Set problem |
What follows is a listing. Return every line of it exactly.
-- start Supplied data --
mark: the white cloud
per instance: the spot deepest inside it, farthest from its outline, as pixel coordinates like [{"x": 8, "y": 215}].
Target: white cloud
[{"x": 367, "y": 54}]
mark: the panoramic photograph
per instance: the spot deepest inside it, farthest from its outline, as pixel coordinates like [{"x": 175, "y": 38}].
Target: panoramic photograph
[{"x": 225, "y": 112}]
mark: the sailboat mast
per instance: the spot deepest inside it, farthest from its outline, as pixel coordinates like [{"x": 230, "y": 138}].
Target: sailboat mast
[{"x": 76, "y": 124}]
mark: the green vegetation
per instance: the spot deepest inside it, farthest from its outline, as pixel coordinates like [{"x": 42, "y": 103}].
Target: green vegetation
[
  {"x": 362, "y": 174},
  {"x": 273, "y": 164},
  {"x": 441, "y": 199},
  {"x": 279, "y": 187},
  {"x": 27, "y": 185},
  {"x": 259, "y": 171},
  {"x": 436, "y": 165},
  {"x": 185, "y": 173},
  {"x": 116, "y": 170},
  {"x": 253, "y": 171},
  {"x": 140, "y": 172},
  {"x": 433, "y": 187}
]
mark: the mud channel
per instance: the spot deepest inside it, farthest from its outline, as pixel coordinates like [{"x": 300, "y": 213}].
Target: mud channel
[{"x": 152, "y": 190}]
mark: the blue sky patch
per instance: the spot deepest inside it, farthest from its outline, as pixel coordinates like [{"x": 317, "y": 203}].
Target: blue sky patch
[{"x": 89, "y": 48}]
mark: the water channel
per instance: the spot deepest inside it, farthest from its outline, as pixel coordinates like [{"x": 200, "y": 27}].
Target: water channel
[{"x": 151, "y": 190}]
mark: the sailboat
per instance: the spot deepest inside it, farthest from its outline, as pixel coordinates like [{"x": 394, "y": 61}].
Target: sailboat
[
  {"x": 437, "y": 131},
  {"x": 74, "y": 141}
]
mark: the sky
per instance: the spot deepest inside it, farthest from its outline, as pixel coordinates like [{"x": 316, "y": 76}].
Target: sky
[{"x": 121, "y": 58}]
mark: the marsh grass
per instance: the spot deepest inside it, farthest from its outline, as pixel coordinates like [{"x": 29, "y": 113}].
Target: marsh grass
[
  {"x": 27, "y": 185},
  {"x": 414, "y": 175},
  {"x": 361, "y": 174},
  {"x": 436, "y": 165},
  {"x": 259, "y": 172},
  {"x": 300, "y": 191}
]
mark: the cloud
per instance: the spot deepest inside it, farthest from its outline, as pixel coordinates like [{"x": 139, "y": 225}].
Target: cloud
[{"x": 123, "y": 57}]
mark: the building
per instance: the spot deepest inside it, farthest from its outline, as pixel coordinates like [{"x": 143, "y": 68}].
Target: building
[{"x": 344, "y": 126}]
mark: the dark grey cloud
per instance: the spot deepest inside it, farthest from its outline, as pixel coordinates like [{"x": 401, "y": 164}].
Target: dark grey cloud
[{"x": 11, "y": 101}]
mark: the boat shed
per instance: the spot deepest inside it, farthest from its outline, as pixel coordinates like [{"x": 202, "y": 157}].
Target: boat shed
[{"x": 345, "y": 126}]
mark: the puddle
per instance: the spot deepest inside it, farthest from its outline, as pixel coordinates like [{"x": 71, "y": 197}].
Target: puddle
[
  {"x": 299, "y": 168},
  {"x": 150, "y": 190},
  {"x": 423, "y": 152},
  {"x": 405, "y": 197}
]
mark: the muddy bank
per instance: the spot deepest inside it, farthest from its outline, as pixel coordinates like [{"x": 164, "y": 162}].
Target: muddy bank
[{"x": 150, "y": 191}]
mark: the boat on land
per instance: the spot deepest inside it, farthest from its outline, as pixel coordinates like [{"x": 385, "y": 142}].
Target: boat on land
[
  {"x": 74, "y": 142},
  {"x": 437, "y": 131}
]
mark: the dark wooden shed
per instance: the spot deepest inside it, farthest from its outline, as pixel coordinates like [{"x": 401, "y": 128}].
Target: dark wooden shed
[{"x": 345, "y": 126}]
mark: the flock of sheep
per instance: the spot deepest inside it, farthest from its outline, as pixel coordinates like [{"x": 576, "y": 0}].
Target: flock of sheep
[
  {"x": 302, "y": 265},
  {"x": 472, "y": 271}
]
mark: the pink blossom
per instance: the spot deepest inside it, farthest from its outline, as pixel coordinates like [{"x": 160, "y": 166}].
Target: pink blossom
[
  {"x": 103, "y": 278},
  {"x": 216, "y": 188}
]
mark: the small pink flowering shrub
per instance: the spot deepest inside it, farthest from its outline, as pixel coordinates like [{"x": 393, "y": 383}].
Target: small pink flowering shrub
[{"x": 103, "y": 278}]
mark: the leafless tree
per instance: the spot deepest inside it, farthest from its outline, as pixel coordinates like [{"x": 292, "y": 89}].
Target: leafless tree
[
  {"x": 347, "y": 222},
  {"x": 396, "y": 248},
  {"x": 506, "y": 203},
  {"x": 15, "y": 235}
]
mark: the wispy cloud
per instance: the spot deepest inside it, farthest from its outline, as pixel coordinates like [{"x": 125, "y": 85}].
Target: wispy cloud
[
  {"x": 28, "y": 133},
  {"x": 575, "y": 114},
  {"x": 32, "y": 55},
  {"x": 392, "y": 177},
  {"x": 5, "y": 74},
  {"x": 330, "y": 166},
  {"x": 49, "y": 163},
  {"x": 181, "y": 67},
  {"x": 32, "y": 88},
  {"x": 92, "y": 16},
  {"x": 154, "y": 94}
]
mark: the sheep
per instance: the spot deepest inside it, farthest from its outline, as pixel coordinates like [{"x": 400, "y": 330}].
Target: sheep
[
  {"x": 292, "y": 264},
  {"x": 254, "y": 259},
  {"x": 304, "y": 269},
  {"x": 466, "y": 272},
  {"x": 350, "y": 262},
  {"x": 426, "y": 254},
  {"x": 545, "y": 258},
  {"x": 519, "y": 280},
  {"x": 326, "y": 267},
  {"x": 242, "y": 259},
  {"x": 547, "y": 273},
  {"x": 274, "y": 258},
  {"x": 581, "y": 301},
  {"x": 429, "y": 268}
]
-- end Supplied data --
Task solution |
mark: the white cloud
per instance: the spot deepest inside it, farthest from its outline, as pixel coordinates like [{"x": 8, "y": 215}].
Target: white cloud
[{"x": 367, "y": 54}]
mark: the panoramic photograph
per instance: the spot deepest inside it, farthest from its outline, as pixel coordinates like [{"x": 175, "y": 38}].
Target: panoramic photograph
[{"x": 225, "y": 112}]
mark: the sailboat mast
per instance: the spot deepest inside it, farthest from its outline, as pixel coordinates like [{"x": 230, "y": 138}].
Target: sailboat mast
[{"x": 76, "y": 124}]
mark: the green vegetation
per instance: the spot deepest inside it, farthest from its outline, as pixel coordinates like [{"x": 42, "y": 103}].
Target: green vegetation
[
  {"x": 362, "y": 174},
  {"x": 273, "y": 164},
  {"x": 441, "y": 199},
  {"x": 279, "y": 187},
  {"x": 27, "y": 185},
  {"x": 259, "y": 171},
  {"x": 436, "y": 165},
  {"x": 185, "y": 173},
  {"x": 116, "y": 170},
  {"x": 253, "y": 171},
  {"x": 140, "y": 172},
  {"x": 433, "y": 187}
]
mark: the mud channel
per instance: the spot deepest inside it, farthest from its outline, as pixel coordinates like [{"x": 300, "y": 213}].
Target: mud channel
[{"x": 152, "y": 190}]
mark: the blue sky patch
per instance: the spot deepest inside it, farthest from its outline, as pixel coordinates like [{"x": 317, "y": 203}].
Target: blue sky patch
[{"x": 89, "y": 48}]
mark: the water channel
per instance: the spot deepest inside it, farthest from its outline, as pixel coordinates like [{"x": 200, "y": 27}].
Target: water channel
[{"x": 151, "y": 190}]
mark: the sailboat
per instance: the spot deepest inside it, farthest from its outline, as pixel coordinates like [{"x": 394, "y": 61}].
Target: sailboat
[
  {"x": 437, "y": 131},
  {"x": 74, "y": 141}
]
mark: the sky
per instance: the spot deepest inside it, farthest from its outline, as pixel coordinates like [{"x": 316, "y": 76}].
Target: sky
[{"x": 121, "y": 58}]
mark: the marsh grass
per instance: the spot deepest inside it, farthest from its outline, as pixel coordinates like [{"x": 29, "y": 113}].
Target: marsh grass
[
  {"x": 27, "y": 185},
  {"x": 414, "y": 175},
  {"x": 361, "y": 174},
  {"x": 436, "y": 165},
  {"x": 259, "y": 172},
  {"x": 300, "y": 191}
]
mark: the cloud
per instance: the spot deepest inside it, farthest from its outline, as pixel coordinates like [{"x": 139, "y": 225}].
Target: cloud
[{"x": 123, "y": 57}]
mark: the building
per instance: the spot deepest inside it, farthest from its outline, as pixel coordinates like [{"x": 143, "y": 68}].
Target: building
[{"x": 344, "y": 126}]
mark: the dark grey cloud
per instance: the spot deepest inside it, farthest from its outline, as pixel coordinates like [{"x": 401, "y": 164}].
Target: dark grey cloud
[{"x": 11, "y": 101}]
mark: the boat shed
per instance: the spot deepest inside it, farthest from its outline, as pixel coordinates like [{"x": 202, "y": 157}].
Target: boat shed
[{"x": 345, "y": 126}]
mark: the puddle
per instance: the spot deepest inside it, farthest from its outline, as pixel coordinates like [{"x": 71, "y": 197}].
Target: puddle
[
  {"x": 299, "y": 168},
  {"x": 150, "y": 190},
  {"x": 423, "y": 152},
  {"x": 405, "y": 197}
]
mark: the muddy bank
per instance: the spot deepest inside it, farthest from its outline, as pixel coordinates like [{"x": 164, "y": 162}].
Target: muddy bank
[{"x": 150, "y": 191}]
mark: the boat on land
per instance: the spot deepest inside it, farthest from its outline, as pixel coordinates like [{"x": 385, "y": 142}].
Target: boat on land
[
  {"x": 74, "y": 142},
  {"x": 437, "y": 131}
]
mark: the dark wooden shed
per instance: the spot deepest inside it, farthest from its outline, as pixel coordinates like [{"x": 401, "y": 128}].
Target: dark wooden shed
[{"x": 345, "y": 126}]
mark: the flock of sheep
per instance: the spot deepest inside it, farthest from its outline, as pixel coordinates like [{"x": 576, "y": 0}].
Target: flock of sheep
[
  {"x": 302, "y": 265},
  {"x": 472, "y": 271}
]
mark: the pink blossom
per instance: the spot deepest inside it, farthest from its outline, as pixel coordinates like [{"x": 160, "y": 166}].
Target: pink blossom
[
  {"x": 103, "y": 278},
  {"x": 216, "y": 188}
]
mark: the small pink flowering shrub
per instance: the spot deepest inside it, farthest from its outline, as pixel coordinates like [{"x": 393, "y": 383}].
Target: small pink flowering shrub
[{"x": 103, "y": 278}]
mark: the leafless tree
per instance: the spot deepest inside it, farthest from its outline, as pixel coordinates like [{"x": 292, "y": 89}].
Target: leafless tree
[
  {"x": 347, "y": 222},
  {"x": 396, "y": 248},
  {"x": 506, "y": 203},
  {"x": 15, "y": 235}
]
mark: the wispy cloud
per instance: the spot deepest inside it, farthest from its outline, as pixel coordinates like [{"x": 125, "y": 85}].
Target: wispy cloud
[
  {"x": 28, "y": 133},
  {"x": 575, "y": 114},
  {"x": 32, "y": 55},
  {"x": 392, "y": 177},
  {"x": 5, "y": 74},
  {"x": 330, "y": 166},
  {"x": 49, "y": 163},
  {"x": 181, "y": 67},
  {"x": 32, "y": 88},
  {"x": 92, "y": 16},
  {"x": 154, "y": 94}
]
mark: the sheep
per instance: the spot deepest inside it, farthest from its outline, as pixel coordinates like [{"x": 400, "y": 330}].
Target: sheep
[
  {"x": 292, "y": 264},
  {"x": 254, "y": 259},
  {"x": 304, "y": 269},
  {"x": 466, "y": 272},
  {"x": 350, "y": 262},
  {"x": 426, "y": 254},
  {"x": 545, "y": 258},
  {"x": 519, "y": 280},
  {"x": 326, "y": 267},
  {"x": 242, "y": 259},
  {"x": 547, "y": 273},
  {"x": 274, "y": 258},
  {"x": 581, "y": 301},
  {"x": 429, "y": 268}
]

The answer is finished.